*Working data*
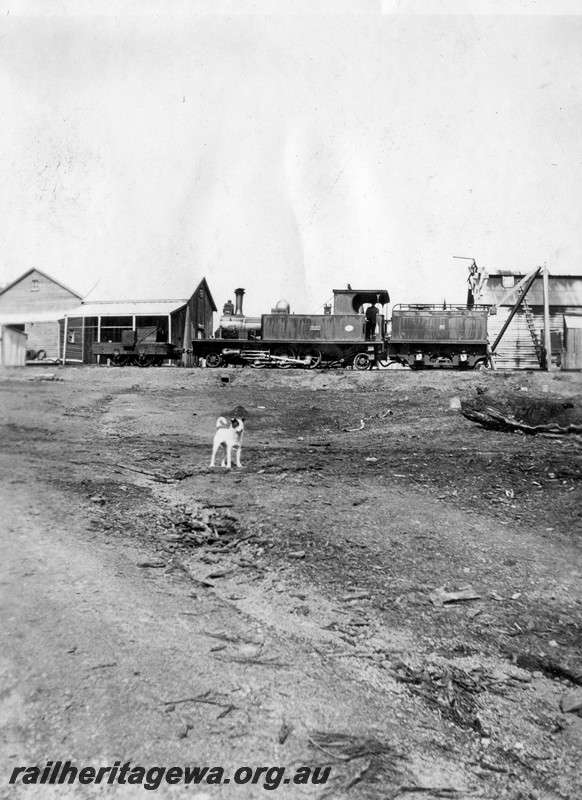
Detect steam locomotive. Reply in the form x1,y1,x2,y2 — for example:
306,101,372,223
190,287,490,370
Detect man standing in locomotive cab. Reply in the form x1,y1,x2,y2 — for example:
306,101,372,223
365,303,378,340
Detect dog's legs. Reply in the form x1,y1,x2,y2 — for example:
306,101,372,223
222,443,232,469
235,446,242,468
210,442,220,468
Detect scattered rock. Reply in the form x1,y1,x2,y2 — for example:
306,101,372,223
173,470,194,481
278,721,293,744
207,569,234,579
561,690,582,714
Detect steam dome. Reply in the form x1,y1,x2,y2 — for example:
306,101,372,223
271,299,291,315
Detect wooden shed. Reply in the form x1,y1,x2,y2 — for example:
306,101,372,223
0,325,27,367
563,316,582,370
61,278,216,366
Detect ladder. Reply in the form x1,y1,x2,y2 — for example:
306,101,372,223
519,291,543,365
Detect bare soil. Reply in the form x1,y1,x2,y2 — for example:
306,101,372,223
0,365,581,800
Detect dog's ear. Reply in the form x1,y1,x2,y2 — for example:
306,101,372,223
231,418,238,427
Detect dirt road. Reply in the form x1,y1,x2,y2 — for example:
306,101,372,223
0,366,580,799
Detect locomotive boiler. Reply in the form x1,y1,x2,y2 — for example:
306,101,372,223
216,288,262,339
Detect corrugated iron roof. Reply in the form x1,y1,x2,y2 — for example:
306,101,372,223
84,278,217,311
64,300,188,318
482,276,582,307
487,269,582,277
0,310,65,324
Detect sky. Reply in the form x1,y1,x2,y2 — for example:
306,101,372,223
1,0,581,316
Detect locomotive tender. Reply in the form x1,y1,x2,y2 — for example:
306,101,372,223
390,304,489,369
190,287,490,370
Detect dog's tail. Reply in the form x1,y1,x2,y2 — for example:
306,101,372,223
216,416,228,429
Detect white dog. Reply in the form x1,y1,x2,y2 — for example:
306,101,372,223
210,416,245,469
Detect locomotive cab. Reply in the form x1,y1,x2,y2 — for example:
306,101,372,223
332,288,390,341
332,289,390,316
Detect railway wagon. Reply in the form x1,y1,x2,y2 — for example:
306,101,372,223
191,287,391,370
389,304,489,369
92,326,183,366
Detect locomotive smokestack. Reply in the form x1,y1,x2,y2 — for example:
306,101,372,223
234,288,245,317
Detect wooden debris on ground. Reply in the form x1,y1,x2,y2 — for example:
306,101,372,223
429,586,481,607
308,730,408,797
460,391,582,435
386,659,504,733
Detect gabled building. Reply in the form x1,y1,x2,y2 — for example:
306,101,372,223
0,268,83,361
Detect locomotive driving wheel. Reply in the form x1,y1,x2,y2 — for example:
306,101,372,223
299,347,322,369
274,346,295,368
205,352,222,368
353,352,372,371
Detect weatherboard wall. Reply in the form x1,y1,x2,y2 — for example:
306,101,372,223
0,269,81,315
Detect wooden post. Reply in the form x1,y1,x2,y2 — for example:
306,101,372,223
542,263,552,370
62,315,68,365
183,304,192,367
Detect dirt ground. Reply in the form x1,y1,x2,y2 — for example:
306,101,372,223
0,364,581,800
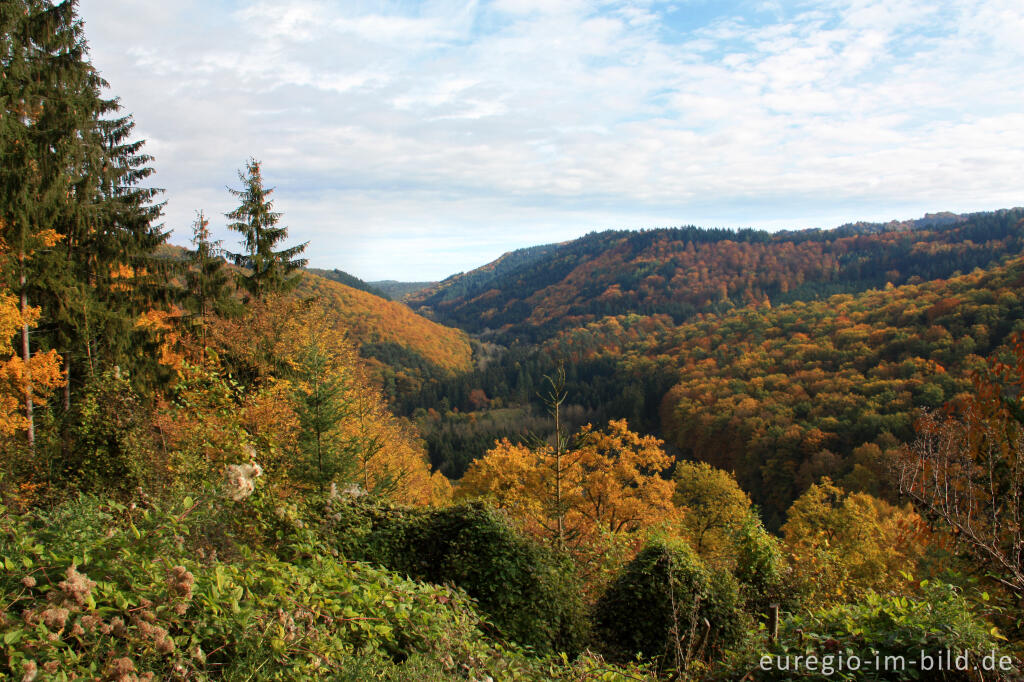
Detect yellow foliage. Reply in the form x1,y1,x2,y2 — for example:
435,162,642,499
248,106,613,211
0,290,63,438
135,306,187,369
202,294,448,506
782,477,928,606
673,460,753,563
460,419,675,552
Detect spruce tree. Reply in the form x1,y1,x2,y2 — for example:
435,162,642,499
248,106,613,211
226,159,307,301
1,0,169,432
185,210,234,351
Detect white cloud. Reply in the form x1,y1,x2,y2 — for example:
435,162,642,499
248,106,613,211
75,0,1024,279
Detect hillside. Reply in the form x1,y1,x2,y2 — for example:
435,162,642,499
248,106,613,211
409,209,1024,342
296,272,473,395
403,231,1024,527
368,279,435,301
535,256,1024,526
306,267,391,299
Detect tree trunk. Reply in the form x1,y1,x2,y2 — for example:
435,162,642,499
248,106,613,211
63,352,71,411
19,254,34,449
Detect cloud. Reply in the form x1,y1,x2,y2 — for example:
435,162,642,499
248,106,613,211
75,0,1024,279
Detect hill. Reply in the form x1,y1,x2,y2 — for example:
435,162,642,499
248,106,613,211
367,279,435,301
408,209,1024,342
306,267,391,299
296,272,473,397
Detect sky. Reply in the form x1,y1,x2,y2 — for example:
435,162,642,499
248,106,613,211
77,0,1024,282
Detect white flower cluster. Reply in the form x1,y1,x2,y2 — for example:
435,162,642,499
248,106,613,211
225,460,263,502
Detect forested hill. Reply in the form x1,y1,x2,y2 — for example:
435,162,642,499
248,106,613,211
306,267,391,300
156,247,473,396
295,272,474,396
408,208,1024,342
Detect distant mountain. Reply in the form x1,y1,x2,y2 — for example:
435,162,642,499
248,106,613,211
368,280,436,301
408,209,1024,342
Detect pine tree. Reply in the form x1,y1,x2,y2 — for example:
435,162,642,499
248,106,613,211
226,159,307,301
1,0,169,436
1,0,92,444
185,210,234,350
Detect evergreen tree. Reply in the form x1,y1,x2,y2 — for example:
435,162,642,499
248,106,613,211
1,0,169,435
185,210,234,349
225,159,307,301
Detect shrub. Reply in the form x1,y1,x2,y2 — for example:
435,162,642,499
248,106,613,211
722,582,1019,681
321,497,589,655
594,536,749,670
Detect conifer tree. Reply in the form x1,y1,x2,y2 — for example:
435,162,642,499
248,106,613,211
185,210,233,349
226,159,307,301
1,0,169,431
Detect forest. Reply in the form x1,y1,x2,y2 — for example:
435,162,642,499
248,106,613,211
2,2,1024,681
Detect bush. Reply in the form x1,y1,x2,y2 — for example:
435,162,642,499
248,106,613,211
321,497,589,655
594,536,749,670
732,514,787,616
0,492,652,680
723,582,1019,681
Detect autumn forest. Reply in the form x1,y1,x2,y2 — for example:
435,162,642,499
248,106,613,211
3,2,1024,681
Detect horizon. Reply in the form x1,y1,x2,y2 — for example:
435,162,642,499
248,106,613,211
78,0,1024,281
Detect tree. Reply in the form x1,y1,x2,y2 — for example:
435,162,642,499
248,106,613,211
673,460,753,558
185,210,233,350
287,302,357,494
459,418,675,555
896,334,1024,595
782,478,926,605
226,159,307,301
1,0,168,425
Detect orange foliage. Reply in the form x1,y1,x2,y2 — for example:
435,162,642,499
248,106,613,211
0,261,63,438
460,419,675,550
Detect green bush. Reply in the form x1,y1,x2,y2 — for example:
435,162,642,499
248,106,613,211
594,536,749,670
732,514,787,616
320,497,589,656
0,491,659,680
722,582,1018,681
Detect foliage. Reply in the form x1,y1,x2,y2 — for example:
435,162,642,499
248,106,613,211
897,333,1024,596
594,536,749,671
226,158,307,300
0,490,657,680
64,369,163,497
782,479,928,607
673,460,753,560
460,419,675,562
731,514,786,617
0,276,63,439
321,497,588,656
725,582,1018,681
410,210,1024,343
296,271,473,395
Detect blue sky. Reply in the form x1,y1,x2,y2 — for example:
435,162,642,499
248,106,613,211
78,0,1024,281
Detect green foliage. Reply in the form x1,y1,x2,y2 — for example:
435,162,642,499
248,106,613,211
226,158,308,300
321,497,589,656
594,537,749,669
732,514,786,616
727,583,1018,681
0,492,651,680
64,369,161,497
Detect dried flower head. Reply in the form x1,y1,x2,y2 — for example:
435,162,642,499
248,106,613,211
21,575,36,589
167,565,195,599
20,659,37,682
59,565,96,608
41,606,69,630
224,460,263,501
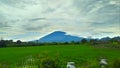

*Instructions for the task*
Print all the entries again exactly as written, but without the pictures.

*Answer section*
Detect steam locomotive. Reply in the form x1,y1,x2,y2 — for example:
306,101,372,223
190,287,490,370
Detect man standing in locomotive cab. Reply in the form x1,y1,x2,y2 — for example:
306,101,372,223
365,303,378,340
Detect dog's legs. Reply in the form x1,y1,x2,y2 — for example:
306,101,372,223
222,443,232,469
235,446,242,468
210,442,220,468
Detect scattered rock. Reply in the form x1,y1,x2,y2 — for example:
306,101,372,223
173,470,194,481
278,721,293,744
207,569,234,579
561,690,582,714
Detect steam dome. Reply in the form x1,y1,x2,y2 — for example:
306,101,372,223
271,299,291,315
Detect wooden shed. Reply in the form x1,y1,x2,y2 — for example:
306,101,372,223
0,325,27,367
563,316,582,370
61,278,216,366
Detect ladder. Reply in the form x1,y1,x2,y2 — for example:
306,101,372,223
519,291,543,365
Detect bare soil. Reply in the form x1,y1,x2,y2 — for example:
306,101,372,223
0,365,581,800
Detect dog's ear. Reply in the form x1,y1,x2,y2 — for example:
306,101,372,223
231,418,238,427
Detect dirt road. Reply in the form x1,y1,x2,y2 — for example:
306,101,372,223
0,366,580,799
Detect locomotive boiler. Reply in the form x1,y1,x2,y2 — for example:
306,101,372,223
216,288,262,339
Detect corrugated iron roof. Reply in the form x1,y1,x2,y2 — for example:
306,101,372,223
84,278,217,311
64,300,188,318
482,276,582,307
487,269,582,277
0,310,65,324
Detect sky. Reply in the form x1,y1,x2,y2 — for example:
306,101,372,223
1,0,581,316
Detect locomotive tender. Reply in the form x1,y1,x2,y2 — for example:
306,101,372,223
390,304,489,369
190,287,490,370
Detect dog's tail. Reply in the form x1,y1,x2,y2 — for example:
306,101,372,223
216,416,228,429
Detect white dog. Reply in the form x1,y1,x2,y2 — for example:
306,101,372,223
210,416,245,469
Detect locomotive cab. Reply in the form x1,y1,x2,y2 — for example:
306,101,372,223
332,288,390,341
332,289,390,316
Detect railway wagon. Reply in the form x1,y1,x2,y2 — for example:
306,101,372,223
191,287,391,370
389,304,489,369
92,326,183,366
Detect locomotive smokestack. Reply in the form x1,y1,x2,y2 — for example:
306,101,372,223
234,288,245,317
Detect wooden debris on ground. Reply in the form x1,y1,x2,y2 — for example:
306,101,372,223
429,586,481,607
308,730,408,797
460,391,582,435
386,659,504,733
Detect gabled building. Reply in the form x1,y1,x2,y2 — for example:
306,101,372,223
0,268,83,361
Detect locomotive driving wheel. Reply in the form x1,y1,x2,y2 — for example:
306,101,372,223
299,347,322,369
274,346,295,368
205,352,222,368
353,352,372,371
Detect weatherboard wall. Reply in the form x1,y1,x2,y2 — for example:
306,101,372,223
0,269,81,315
Detect wooden post. Reply in the form x1,y1,x2,y2 — for example:
306,101,372,223
542,263,552,370
62,315,68,365
183,304,192,367
Detect dirt ground. Reply in the form x1,y1,x2,y2 — for example:
306,101,372,223
0,364,581,800
Detect yellow foliage. Reply in the form x1,y1,x2,y2 — for example:
435,162,642,499
248,106,613,211
0,290,63,438
135,306,187,369
202,294,448,506
782,477,928,606
673,460,753,563
460,419,675,552
Detect spruce tree. Reply in the form x1,y1,x2,y2 — for example:
435,162,642,499
248,106,613,211
226,159,307,301
1,0,169,432
185,210,234,351
Detect white cloud. Reply in the form x1,y1,x2,y2 — for example:
435,162,642,499
248,106,613,211
75,0,1024,279
Detect hillside. Reply in the form x1,y1,x2,y2 — for example:
435,162,642,499
248,106,613,211
409,209,1024,342
296,272,473,395
403,231,1024,527
368,279,435,301
535,256,1024,526
306,267,391,299
Detect tree trunk. Reply in the form x1,y1,x2,y2 — for example:
435,162,642,499
248,106,613,211
63,352,71,411
19,254,34,449
Detect cloud. Reply in the form x1,y1,x2,y2 — for example:
435,162,642,499
248,106,613,211
75,0,1024,279
Detect hill. Reply in the form x1,y1,x2,y2 — for example:
435,162,642,499
248,106,613,211
367,279,435,301
408,209,1024,342
306,267,391,299
296,272,473,397
Detect sky. Reply in the form x1,y1,x2,y2 — for example:
435,162,642,499
248,106,613,211
77,0,1024,282
Detect white flower cluster. Reply in the form x1,y1,x2,y2 — for example:
435,162,642,499
248,106,613,211
225,460,263,502
Detect forested hill. Reply in the form x1,y1,x2,y2 — for example:
435,162,642,499
248,106,613,211
306,267,391,300
156,247,473,396
295,272,474,396
408,208,1024,342
Detect distant mountain. Reply in the form x1,y1,x2,y2 — for example:
435,162,642,499
248,106,613,211
368,280,436,301
408,209,1024,342
Detect pine tree. Reply in the form x1,y1,x2,y2 — for example:
435,162,642,499
248,106,613,211
226,159,307,301
1,0,169,436
1,0,92,444
185,210,234,350
Detect evergreen tree. Reply in the form x1,y1,x2,y2 — for example:
435,162,642,499
248,106,613,211
1,0,169,435
185,210,234,349
225,159,307,301
Detect shrub. Reply in the form x1,y1,x2,y2 — for example:
435,162,642,499
248,106,613,211
722,582,1019,681
321,497,589,655
594,536,749,670
Detect conifer tree. Reply in the form x1,y1,x2,y2 — for example:
435,162,642,499
248,106,613,211
185,210,233,349
226,159,307,301
1,0,169,431
Detect forest. Reply in the form x1,y1,x2,y2 — for example:
435,162,642,499
248,106,613,211
2,2,1024,681
Detect bush. Reply in the form x1,y1,x2,y2 — for example:
435,162,642,499
248,106,613,211
321,497,589,655
594,536,749,670
732,514,787,616
0,492,652,680
723,582,1019,681
Detect autumn forest. Reply in the form x1,y1,x2,y2 — for example:
435,162,642,499
248,106,613,211
3,2,1024,681
Detect horizon. Reply in the form x1,y1,x2,y2 — for example:
435,162,642,499
248,106,613,211
78,0,1024,281
Detect tree. Reply in the form x1,y1,x2,y2 — for example:
435,162,642,499
248,106,613,211
673,460,753,558
185,210,233,350
287,302,357,494
459,418,675,555
896,334,1024,595
782,478,926,605
226,159,307,301
1,0,168,425
Detect orange foliage. Reply in the form x1,y1,x2,y2 — for example:
435,162,642,499
248,106,613,211
0,261,63,438
460,419,675,550
Detect green bush. Reply in the form x1,y1,x2,y2 — for example:
435,162,642,499
248,106,613,211
594,536,749,670
732,514,787,616
320,497,589,656
0,491,659,680
722,582,1018,681
Detect foliage. Reply in the form x1,y1,x2,y2 — for example:
435,162,642,499
248,106,613,211
897,333,1024,596
594,536,749,671
226,158,307,300
0,490,657,680
64,369,163,497
782,479,928,607
673,460,753,560
460,419,675,562
731,514,786,617
0,276,63,439
321,497,588,656
725,582,1018,681
410,210,1024,343
296,271,473,395
Detect blue sky. Reply in the form x1,y1,x2,y2 — for example:
435,162,642,499
248,106,613,211
78,0,1024,281
Detect green foliage. Reply in the form x1,y1,x2,y2 — for example:
435,162,642,499
248,106,613,211
226,158,308,300
321,497,589,656
594,537,749,669
732,514,786,616
727,583,1018,681
0,492,651,680
64,369,161,497
Detect dried flower head. Reply in the form x1,y1,x2,y2 — for example:
435,162,642,499
248,106,613,211
21,575,36,589
167,565,195,599
20,659,37,682
59,565,96,608
41,606,69,630
224,460,263,501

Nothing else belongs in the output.